==== DATA PROVIDED ====

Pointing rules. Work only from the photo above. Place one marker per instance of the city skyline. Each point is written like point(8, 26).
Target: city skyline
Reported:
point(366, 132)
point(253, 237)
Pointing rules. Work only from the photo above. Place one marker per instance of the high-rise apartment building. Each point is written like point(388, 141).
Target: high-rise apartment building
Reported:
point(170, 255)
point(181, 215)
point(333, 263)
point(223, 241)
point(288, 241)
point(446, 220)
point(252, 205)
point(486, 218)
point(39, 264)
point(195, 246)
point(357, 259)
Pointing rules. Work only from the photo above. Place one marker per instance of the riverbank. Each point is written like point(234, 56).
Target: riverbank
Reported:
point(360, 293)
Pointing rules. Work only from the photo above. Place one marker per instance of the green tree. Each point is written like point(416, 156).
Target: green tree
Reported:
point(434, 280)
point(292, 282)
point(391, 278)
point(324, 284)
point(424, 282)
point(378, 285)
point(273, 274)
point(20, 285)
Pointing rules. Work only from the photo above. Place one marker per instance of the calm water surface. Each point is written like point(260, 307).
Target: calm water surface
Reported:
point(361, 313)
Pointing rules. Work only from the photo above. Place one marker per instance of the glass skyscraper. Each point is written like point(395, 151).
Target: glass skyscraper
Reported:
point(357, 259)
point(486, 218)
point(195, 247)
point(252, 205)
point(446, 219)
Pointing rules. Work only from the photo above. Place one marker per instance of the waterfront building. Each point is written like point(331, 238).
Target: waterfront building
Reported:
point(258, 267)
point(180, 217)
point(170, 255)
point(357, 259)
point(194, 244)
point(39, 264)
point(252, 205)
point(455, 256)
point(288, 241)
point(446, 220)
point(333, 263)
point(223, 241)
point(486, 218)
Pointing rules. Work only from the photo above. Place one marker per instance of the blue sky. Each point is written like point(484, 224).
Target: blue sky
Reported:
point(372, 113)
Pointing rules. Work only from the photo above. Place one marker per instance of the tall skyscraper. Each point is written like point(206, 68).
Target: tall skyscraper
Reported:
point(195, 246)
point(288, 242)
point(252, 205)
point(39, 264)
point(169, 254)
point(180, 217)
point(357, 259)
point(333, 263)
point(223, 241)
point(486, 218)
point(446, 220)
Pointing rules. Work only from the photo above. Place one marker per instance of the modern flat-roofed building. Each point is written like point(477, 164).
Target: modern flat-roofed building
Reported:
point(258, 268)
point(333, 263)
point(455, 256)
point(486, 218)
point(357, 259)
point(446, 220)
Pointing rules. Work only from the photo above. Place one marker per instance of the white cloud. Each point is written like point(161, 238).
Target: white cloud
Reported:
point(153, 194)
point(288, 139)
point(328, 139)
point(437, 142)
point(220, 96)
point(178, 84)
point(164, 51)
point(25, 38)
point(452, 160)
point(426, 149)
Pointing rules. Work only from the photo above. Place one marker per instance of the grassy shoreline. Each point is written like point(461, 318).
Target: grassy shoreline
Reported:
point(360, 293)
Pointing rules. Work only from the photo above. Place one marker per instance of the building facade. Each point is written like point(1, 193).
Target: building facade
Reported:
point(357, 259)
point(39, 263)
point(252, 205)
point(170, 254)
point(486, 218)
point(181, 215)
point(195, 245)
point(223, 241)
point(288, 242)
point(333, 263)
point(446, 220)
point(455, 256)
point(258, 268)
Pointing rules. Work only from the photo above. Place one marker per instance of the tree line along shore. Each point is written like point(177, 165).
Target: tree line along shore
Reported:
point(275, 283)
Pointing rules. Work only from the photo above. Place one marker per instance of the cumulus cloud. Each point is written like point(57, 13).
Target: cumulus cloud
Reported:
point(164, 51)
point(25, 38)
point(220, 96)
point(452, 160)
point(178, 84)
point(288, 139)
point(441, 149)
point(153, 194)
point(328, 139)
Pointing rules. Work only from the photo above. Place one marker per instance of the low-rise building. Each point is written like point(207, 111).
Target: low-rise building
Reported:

====

All entries must be repeated exactly.

Pointing rules. Work only from the photo above. Place one marker per instance of the city skyline. Each point is written like point(8, 26).
Target: city skyline
Reported:
point(366, 132)
point(253, 237)
Pointing rules. Work only from the photo above. Place one marker per instance of the high-rise apartment building. Each point is written like point(388, 141).
Target: high-rise apartment building
Reported:
point(170, 255)
point(181, 215)
point(333, 263)
point(223, 241)
point(288, 241)
point(446, 220)
point(252, 205)
point(486, 218)
point(39, 264)
point(195, 246)
point(357, 259)
Pointing rules. Work only from the photo above. Place one marker per instance of the riverbank. Each point is written like point(234, 56).
Target: riverbank
Reported:
point(360, 293)
Pointing rules. Work only from the photo above. Place one marker per instance of the green tree. Each point is written like point(416, 156).
Target: green tree
Reported:
point(434, 280)
point(292, 282)
point(391, 278)
point(324, 284)
point(424, 282)
point(378, 285)
point(273, 274)
point(20, 285)
Pointing rules. Work only from the photo above. Place one marker per instance of the calm water surface. Each point is written like point(260, 307).
Target: calm water surface
Reported:
point(361, 313)
Pointing rules. Work only from the photo above. Place one marker per instance of the glass skyscraper. Each point is written like point(395, 151).
Target: glass skyscraper
Reported:
point(357, 259)
point(486, 218)
point(195, 247)
point(252, 205)
point(446, 219)
Pointing rules. Work only from the photo above. Place one marker per instance of the waterfront building. Each point is written like point(331, 238).
Target: waterfront building
Reported:
point(258, 267)
point(180, 217)
point(170, 255)
point(357, 259)
point(194, 244)
point(39, 264)
point(252, 205)
point(455, 256)
point(288, 241)
point(446, 220)
point(333, 263)
point(223, 241)
point(486, 218)
Pointing rules. Work only from the photo above. Place one marker per instance of the blue sky. Each point is written like point(484, 224).
Target: blue sky
Reported:
point(372, 113)
Pointing rules. Work only from the photo above. Place one marker per instance of the tall skyscraper. Each point is written like point(206, 68).
Target: tall skyscraper
Reported:
point(195, 246)
point(288, 242)
point(252, 205)
point(39, 264)
point(169, 254)
point(180, 217)
point(357, 259)
point(333, 263)
point(223, 241)
point(486, 218)
point(446, 220)
Pointing rules. Work only from the photo above. Place one marker per instance of the modern flat-roofed building. Each point is written like point(477, 164).
Target: modern flat-roofed building
Reported:
point(258, 268)
point(333, 263)
point(455, 256)
point(486, 218)
point(357, 259)
point(446, 220)
Pointing rules. Work only from the photo above. Place one marker per instance of the white cloud. Each point is written like point(161, 238).
Target: white cloud
Reported:
point(153, 194)
point(288, 139)
point(328, 139)
point(437, 142)
point(220, 96)
point(178, 84)
point(164, 51)
point(25, 38)
point(452, 160)
point(426, 149)
Pointing rules. Work only from the photo above. Place one marker per instance of the grassy shoreline. Each point is written like point(461, 318).
Target: grassy shoreline
Reported:
point(360, 293)
Pointing rules. Work only from the photo above. Place one marker per instance of the building facade. Each point is written like point(1, 193).
Target: building facade
Reported:
point(357, 259)
point(39, 263)
point(252, 205)
point(170, 254)
point(486, 218)
point(181, 215)
point(195, 245)
point(223, 241)
point(288, 242)
point(333, 263)
point(446, 220)
point(455, 256)
point(258, 268)
Pointing rules. Work only from the photo above. Place one marker per instance of the tree line along shore. Each point is written like point(177, 165).
Target: tree line along shore
Reported:
point(275, 283)
Pointing rules. Work only from the photo above. Place one marker per instance of the cumulus cloud. Each point is written like point(57, 13).
Target: cumulus cloud
Reported:
point(164, 51)
point(25, 38)
point(220, 96)
point(452, 160)
point(178, 84)
point(288, 139)
point(441, 149)
point(153, 194)
point(328, 139)
Pointing rules. Work only from the photo above. Place one marker per instance of the low-rise building. Each point is written like point(207, 111).
Target: low-rise building
Reported:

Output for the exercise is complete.